Image point annotation entries:
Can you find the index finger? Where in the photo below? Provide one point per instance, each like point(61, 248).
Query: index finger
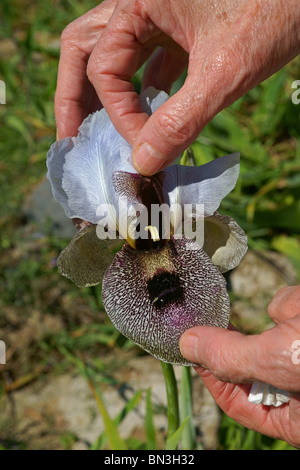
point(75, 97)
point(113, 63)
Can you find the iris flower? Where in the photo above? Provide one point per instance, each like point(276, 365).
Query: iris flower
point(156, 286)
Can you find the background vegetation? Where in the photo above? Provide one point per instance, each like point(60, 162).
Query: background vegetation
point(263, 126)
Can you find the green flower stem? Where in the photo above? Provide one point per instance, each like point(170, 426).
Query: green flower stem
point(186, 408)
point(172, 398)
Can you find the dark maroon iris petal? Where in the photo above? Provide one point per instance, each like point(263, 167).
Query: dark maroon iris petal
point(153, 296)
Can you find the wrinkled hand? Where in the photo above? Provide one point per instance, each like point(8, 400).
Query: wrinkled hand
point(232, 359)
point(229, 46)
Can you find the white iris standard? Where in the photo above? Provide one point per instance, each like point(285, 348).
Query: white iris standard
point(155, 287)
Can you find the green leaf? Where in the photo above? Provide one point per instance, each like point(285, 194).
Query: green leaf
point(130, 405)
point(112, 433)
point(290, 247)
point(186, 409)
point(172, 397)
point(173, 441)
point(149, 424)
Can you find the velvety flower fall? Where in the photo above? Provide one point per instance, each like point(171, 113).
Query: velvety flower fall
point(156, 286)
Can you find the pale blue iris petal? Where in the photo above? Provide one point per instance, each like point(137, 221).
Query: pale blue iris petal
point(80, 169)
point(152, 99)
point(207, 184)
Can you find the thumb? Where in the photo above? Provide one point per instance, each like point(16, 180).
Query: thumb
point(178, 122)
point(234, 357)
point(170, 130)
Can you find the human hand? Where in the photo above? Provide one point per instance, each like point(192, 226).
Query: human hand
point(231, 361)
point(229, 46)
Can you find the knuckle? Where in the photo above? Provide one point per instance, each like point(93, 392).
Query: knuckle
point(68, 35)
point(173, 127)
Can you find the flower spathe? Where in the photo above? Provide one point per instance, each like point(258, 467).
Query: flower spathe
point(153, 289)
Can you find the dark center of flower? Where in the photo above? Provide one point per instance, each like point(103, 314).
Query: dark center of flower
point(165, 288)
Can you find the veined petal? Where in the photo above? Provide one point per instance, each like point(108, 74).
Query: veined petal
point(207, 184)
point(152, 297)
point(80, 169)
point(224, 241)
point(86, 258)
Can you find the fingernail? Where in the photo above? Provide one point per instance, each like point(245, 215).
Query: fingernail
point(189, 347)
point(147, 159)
* * *
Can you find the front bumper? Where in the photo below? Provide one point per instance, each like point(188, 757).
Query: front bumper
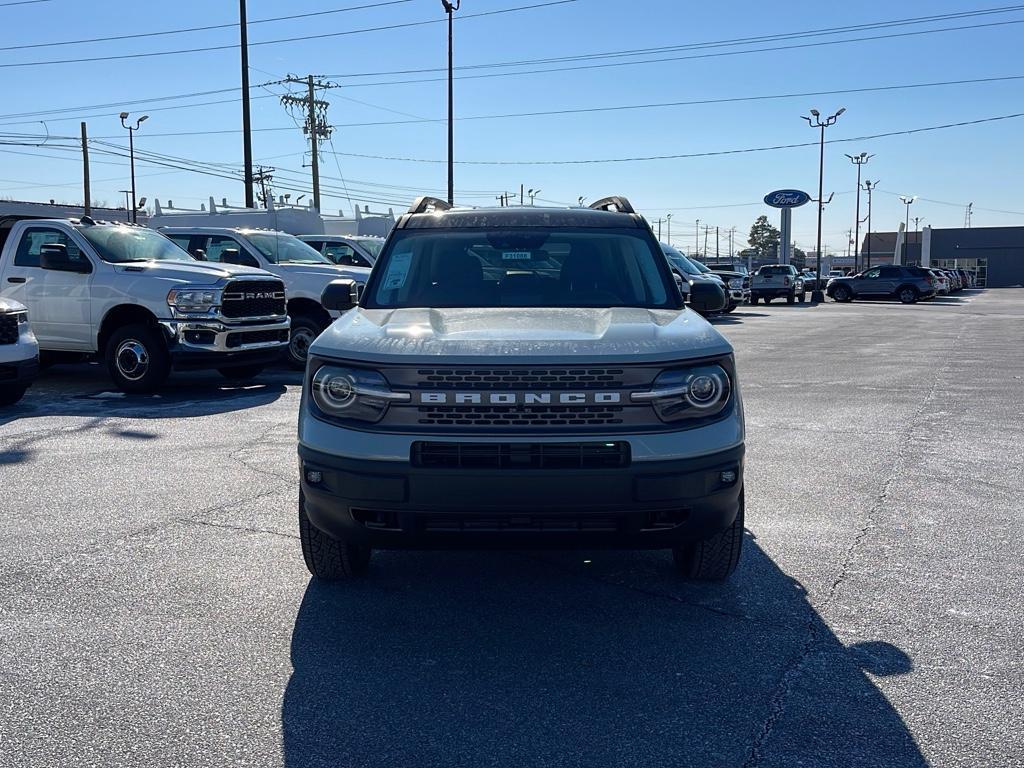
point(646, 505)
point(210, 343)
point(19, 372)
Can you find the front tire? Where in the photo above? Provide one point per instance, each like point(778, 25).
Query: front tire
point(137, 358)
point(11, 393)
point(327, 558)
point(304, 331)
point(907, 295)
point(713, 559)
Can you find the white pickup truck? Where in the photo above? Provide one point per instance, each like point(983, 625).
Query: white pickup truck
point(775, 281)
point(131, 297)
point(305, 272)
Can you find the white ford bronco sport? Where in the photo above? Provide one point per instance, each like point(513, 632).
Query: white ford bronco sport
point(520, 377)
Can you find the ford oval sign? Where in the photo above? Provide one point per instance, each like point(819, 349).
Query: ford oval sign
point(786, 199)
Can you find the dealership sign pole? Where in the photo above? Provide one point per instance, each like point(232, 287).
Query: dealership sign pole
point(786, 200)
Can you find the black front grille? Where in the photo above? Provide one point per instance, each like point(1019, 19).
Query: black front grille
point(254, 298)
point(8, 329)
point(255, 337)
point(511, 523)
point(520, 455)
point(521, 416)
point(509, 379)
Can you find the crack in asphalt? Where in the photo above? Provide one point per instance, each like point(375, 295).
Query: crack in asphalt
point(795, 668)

### Prompt
Copy out word for word the lines from the one containing "Can you find the dealership" through the one containing "point(509, 379)", both included.

### The completed task
Can you find the dealership sign pole? Where in the photo above? Provide one point per instance, each like point(232, 287).
Query: dealership sign pole
point(786, 200)
Can you find the black front grille? Where in the photo above? Provide one point per instance, each like point(1019, 19).
Query: black front grille
point(254, 298)
point(8, 329)
point(255, 337)
point(511, 523)
point(520, 455)
point(521, 416)
point(509, 379)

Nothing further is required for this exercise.